EXTRACT PROVIDED
╭──

Welcome to our project repository for Finothon 2024! This project focuses on analyzing real-world SMS data to derive insightful financial trends and relationships. We developed this project during the Finothon hackathon to showcase the potential of data analysis in improving financial literacy and decision-making.
The primary goal of our project was to:
- Analyze SMS data to extract financial information related to credit and debit transactions, loans and EMI amounts.
- Visualize the relationships and patterns in the data using interactive and comprehensive graphs.
- Provide insights into user spending and earning trends.
- Jupyter Notebook: For exploratory data analysis (EDA)
- Google Colaboratory: For collaborative coding and data analysis.
- Python: The core programming language used for data processing and analysis.
- Libraries we used in Python:
- Pandas: For data manipulation and analysis.
- NumPy: For numerical computations.
- Scikit-learn: For statistical modeling and machine learning
- Seaborn: A Python library used for creating statistical data visualizations.
-
Data Cleaning and Preparation
- Checking for null values, duplications, inconsistencies, proper data type, etc.
- Process senders address by removing special characters.
- Process SMS text by removing special characters, extra spaces, and links; converting text to lowercase; and handling inconsistencies in formatting.
- Removing irrelevant data entries like personal chats.
-
Data Extraction
- Frequently used keywords in the SMS.
- Frequently received messages with senders address.
- Separated each user SMS based on their phone number
- Most used payment method and banks by the users
- Categorizing SMS of each user based on bank related and not bank related
- Categorized transactions as credit or debit based on keywords and patterns.
- Calculated total credit and debit amounts, as well as ongoing loans and EMIs, for each user..
- Most used app by the user.
- Users expenditure on apps like swiggy, zomato, etc.
-
Spam Detection
- Detection through keyword frequency and pattern matching.

╰──

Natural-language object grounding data
╭──

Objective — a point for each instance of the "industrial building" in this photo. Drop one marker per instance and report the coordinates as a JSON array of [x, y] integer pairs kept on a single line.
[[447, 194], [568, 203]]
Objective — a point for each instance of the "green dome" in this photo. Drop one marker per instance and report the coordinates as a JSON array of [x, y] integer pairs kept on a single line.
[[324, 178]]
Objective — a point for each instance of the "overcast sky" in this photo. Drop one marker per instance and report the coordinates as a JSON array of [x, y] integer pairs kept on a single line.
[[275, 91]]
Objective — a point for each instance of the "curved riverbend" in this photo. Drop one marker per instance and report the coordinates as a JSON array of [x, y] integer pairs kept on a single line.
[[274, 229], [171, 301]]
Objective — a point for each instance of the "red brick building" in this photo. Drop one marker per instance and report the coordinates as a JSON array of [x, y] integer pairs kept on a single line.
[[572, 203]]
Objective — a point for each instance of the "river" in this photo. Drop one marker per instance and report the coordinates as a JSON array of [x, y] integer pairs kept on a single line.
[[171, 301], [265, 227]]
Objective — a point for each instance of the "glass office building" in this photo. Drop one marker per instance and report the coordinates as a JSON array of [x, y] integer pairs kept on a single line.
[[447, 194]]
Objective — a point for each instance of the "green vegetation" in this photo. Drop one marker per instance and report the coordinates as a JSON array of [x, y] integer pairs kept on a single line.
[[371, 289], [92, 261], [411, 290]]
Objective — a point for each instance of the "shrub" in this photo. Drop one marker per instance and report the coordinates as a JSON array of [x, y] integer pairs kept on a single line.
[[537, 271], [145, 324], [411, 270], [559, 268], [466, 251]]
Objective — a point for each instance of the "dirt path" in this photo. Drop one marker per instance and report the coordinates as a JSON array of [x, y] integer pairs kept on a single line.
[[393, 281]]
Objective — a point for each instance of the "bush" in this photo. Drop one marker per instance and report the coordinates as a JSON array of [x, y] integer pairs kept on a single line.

╰──

REQUIRED ACTION 1
In the Finothon project description, what was NumPy used for?
REQUIRED ACTION 2
Proceed with the Finothon project description, starting after its last line about spam detection.

RESULT 1
Numerical computations.

RESULT 2
- Training model with commonly used keywords in spam messages
-
Data Visualization
- Created various relational graphs to display:
- Top 10 users with highest transactions and loan amount.
- Trends in credited vs. debited amounts.
- Spending patterns.
- Correlations between transaction amounts and categories.
- Bank and not bank related SMS
- Used Seaborn for creating visually appealing and easy-to-understand graphs.
- Created various relational graphs to display:
- The data revealed user spending habits, peak spending days and the proportion of credited vs. debited transactions.
- Visualizations highlighted areas where users could optimize their financial management.
- Spam detection proved effective in identifying irrelevant messages.
# Clone this repository
git clone https://github.com/shub15/sms_data_analysis.git
# Open the project in Google Colaboratory or Jupyter Notebook
# Upload your SMS dataset (CSV format) and run all cells
- Team Members: [Sci-Py Knights]
- Event: Finothon 2024
- Enhance the model to:
- Handle larger datasets efficiently.
- Improve scalability for diverse SMS patterns.
- Develop a web-based dashboard for real-time financial insights.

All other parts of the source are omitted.